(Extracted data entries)
--- Begin ---

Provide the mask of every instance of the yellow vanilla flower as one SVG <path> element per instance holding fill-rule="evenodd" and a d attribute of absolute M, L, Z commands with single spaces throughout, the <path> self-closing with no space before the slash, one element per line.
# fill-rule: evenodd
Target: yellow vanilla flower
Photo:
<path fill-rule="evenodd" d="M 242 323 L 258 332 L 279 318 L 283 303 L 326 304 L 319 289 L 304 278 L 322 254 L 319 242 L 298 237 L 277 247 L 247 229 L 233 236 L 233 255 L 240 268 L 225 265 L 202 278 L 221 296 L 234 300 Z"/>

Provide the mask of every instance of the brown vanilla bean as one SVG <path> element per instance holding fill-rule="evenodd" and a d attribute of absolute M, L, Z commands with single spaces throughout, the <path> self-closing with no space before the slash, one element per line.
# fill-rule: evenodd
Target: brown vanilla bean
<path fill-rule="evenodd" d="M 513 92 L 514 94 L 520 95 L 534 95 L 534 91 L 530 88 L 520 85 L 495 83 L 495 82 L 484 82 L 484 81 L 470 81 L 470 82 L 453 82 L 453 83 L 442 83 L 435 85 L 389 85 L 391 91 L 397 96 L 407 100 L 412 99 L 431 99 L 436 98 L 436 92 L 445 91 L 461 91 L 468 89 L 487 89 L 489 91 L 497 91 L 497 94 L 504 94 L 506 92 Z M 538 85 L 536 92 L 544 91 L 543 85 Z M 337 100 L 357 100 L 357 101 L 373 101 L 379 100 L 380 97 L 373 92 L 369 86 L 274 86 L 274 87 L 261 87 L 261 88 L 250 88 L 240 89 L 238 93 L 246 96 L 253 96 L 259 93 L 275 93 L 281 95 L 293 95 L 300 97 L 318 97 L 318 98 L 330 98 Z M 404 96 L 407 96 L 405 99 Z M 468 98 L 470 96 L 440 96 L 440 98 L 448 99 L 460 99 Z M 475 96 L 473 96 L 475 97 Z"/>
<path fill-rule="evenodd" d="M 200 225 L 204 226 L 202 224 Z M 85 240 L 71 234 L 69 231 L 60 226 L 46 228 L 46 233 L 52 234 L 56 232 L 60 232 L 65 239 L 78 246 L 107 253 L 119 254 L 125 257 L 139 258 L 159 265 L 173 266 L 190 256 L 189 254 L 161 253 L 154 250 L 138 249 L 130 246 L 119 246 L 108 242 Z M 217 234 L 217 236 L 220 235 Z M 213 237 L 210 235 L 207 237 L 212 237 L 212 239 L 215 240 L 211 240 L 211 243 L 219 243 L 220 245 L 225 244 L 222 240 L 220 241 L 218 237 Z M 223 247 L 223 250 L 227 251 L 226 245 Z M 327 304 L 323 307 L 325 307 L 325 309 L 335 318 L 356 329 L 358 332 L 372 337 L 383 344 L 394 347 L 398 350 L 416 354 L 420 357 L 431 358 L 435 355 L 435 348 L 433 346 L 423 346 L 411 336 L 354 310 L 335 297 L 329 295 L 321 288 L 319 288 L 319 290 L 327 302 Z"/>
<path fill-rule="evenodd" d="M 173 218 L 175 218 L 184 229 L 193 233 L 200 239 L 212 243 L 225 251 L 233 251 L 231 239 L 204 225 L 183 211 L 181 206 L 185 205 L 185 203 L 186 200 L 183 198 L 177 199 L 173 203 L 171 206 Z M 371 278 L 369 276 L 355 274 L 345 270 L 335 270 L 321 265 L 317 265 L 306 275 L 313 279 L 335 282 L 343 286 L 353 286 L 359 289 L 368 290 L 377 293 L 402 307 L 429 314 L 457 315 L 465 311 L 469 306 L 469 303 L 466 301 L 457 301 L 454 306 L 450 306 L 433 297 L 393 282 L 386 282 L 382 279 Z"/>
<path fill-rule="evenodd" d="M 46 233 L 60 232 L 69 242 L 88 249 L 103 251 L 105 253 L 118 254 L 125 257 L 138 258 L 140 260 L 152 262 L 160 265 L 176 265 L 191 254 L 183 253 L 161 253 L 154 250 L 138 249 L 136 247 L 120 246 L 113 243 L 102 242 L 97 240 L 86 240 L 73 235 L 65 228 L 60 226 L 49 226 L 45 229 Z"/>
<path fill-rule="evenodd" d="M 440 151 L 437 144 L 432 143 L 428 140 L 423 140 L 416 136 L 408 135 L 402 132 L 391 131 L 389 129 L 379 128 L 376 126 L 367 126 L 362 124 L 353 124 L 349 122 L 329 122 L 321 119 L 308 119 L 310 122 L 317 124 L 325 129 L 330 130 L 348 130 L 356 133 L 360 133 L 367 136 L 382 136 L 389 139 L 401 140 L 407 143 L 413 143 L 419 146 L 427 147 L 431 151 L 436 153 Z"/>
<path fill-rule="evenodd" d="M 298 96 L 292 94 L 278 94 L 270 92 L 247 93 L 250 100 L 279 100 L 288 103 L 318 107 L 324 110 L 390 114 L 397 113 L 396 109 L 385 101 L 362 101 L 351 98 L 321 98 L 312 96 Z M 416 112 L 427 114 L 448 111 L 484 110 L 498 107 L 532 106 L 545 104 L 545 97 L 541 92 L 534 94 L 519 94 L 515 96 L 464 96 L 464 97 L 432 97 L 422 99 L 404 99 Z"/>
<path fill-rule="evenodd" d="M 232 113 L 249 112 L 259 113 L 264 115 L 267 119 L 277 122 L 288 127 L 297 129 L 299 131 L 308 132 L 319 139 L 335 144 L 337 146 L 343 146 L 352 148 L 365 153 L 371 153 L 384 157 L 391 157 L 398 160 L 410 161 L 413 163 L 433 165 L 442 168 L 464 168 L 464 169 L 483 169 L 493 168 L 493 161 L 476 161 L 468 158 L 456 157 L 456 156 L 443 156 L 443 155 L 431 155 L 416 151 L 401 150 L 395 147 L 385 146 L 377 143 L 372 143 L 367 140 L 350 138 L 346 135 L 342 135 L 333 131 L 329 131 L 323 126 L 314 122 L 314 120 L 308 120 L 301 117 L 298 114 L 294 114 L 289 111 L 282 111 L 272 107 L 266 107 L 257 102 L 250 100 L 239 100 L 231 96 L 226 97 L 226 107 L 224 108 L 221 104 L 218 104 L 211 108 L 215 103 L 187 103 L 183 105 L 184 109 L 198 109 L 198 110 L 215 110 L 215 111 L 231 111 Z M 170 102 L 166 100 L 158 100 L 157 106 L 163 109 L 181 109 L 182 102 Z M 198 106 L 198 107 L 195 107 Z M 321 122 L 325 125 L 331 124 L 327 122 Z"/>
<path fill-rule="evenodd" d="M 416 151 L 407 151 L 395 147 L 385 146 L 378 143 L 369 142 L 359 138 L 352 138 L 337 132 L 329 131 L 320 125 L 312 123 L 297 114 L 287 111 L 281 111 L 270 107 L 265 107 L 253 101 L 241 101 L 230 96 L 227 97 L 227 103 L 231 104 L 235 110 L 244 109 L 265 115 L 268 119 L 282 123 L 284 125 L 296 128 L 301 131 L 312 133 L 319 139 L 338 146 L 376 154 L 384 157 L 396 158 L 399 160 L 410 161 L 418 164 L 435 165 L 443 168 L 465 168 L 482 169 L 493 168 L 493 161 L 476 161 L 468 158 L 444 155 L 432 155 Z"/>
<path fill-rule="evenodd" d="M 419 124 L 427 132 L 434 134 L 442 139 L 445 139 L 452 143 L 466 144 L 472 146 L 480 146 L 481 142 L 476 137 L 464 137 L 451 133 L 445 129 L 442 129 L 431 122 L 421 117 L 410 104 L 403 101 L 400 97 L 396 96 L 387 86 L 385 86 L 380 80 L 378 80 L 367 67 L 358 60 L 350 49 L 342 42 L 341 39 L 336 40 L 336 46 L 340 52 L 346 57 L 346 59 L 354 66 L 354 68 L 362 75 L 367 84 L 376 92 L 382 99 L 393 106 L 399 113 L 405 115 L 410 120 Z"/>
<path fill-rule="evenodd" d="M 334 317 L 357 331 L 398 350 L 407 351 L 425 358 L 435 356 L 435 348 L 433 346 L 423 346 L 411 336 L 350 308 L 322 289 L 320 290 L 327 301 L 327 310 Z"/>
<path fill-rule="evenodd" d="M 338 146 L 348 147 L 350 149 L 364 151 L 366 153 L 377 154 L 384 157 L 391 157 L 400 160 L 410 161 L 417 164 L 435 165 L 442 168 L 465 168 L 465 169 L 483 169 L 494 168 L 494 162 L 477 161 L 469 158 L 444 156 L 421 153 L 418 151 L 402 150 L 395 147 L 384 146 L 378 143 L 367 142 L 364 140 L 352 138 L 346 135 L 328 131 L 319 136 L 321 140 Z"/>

--- End ---

__DO THIS__: Please return the rows verbatim, starting at the first line of the rows and stopping after the line that contains "242 323 L 258".

__RESULT OF THE TASK__:
Provide the mask of every instance of the yellow vanilla flower as one SVG <path> element per instance holding fill-rule="evenodd" and a d attribute of absolute M, L, Z commands with single spaces throughout, the <path> self-closing with no space before the slash, one element per line.
# fill-rule: evenodd
Target: yellow vanilla flower
Photo:
<path fill-rule="evenodd" d="M 242 323 L 258 332 L 279 318 L 283 303 L 326 304 L 319 289 L 304 278 L 322 254 L 319 242 L 298 237 L 277 247 L 247 229 L 233 236 L 233 255 L 240 268 L 225 265 L 202 278 L 221 296 L 234 300 Z"/>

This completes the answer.